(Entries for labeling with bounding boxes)
+--
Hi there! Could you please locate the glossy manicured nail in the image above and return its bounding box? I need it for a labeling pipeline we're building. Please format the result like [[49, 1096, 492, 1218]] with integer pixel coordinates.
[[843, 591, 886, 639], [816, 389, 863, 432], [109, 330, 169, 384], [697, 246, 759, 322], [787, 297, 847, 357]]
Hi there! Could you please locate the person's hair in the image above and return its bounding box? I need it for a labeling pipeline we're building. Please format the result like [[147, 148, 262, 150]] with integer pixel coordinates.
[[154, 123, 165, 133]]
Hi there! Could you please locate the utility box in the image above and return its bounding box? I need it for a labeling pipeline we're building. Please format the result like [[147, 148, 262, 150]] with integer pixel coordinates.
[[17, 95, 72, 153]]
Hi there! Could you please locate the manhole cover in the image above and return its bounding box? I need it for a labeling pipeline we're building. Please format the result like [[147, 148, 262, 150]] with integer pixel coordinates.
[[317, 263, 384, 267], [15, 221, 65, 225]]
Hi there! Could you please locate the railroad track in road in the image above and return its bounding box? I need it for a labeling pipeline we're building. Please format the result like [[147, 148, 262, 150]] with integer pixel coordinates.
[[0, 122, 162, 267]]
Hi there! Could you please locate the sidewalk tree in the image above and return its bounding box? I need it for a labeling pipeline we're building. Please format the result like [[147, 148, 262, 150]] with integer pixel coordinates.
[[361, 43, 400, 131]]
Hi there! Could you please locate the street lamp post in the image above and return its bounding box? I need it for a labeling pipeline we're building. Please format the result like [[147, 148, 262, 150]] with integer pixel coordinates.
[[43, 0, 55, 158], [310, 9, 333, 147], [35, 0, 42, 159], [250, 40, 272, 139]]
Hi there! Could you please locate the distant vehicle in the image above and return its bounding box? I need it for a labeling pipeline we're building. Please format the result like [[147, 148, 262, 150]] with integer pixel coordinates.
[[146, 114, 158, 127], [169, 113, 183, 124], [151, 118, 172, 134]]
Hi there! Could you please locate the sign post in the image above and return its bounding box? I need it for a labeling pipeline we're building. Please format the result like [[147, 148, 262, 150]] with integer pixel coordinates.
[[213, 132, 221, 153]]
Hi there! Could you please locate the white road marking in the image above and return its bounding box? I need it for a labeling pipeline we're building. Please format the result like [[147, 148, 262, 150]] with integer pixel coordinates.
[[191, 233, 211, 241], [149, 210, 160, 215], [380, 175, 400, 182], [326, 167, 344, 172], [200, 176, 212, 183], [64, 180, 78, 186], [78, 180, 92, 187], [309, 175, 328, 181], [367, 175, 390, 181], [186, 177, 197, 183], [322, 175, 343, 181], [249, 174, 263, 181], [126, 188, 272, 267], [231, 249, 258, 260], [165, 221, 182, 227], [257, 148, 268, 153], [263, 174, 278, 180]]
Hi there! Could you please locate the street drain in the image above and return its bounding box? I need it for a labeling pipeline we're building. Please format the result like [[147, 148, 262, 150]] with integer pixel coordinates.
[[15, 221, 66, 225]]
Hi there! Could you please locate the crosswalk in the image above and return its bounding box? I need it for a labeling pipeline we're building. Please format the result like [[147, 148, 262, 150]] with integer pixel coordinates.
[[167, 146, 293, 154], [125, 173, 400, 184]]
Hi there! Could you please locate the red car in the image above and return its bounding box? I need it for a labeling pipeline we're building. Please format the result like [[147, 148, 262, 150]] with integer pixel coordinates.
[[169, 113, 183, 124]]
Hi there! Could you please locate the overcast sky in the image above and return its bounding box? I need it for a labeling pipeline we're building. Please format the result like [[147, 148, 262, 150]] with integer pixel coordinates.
+--
* **What is being asked**
Return every line above that contains the word "road", copying each one in full.

* **Worked solution**
Hi there! Could you please locate the railroad track in road in the image above and return its bounding box? I need it for a labeling pipeline we're building. Please format the result like [[147, 148, 262, 150]] with integer pixel coordinates.
Hi there! Could you please locate the white road marking in the image above and return its bounding box? I need it for a labeling pipeline we're building. Please format the result like [[147, 148, 262, 150]] with integer pixel coordinates.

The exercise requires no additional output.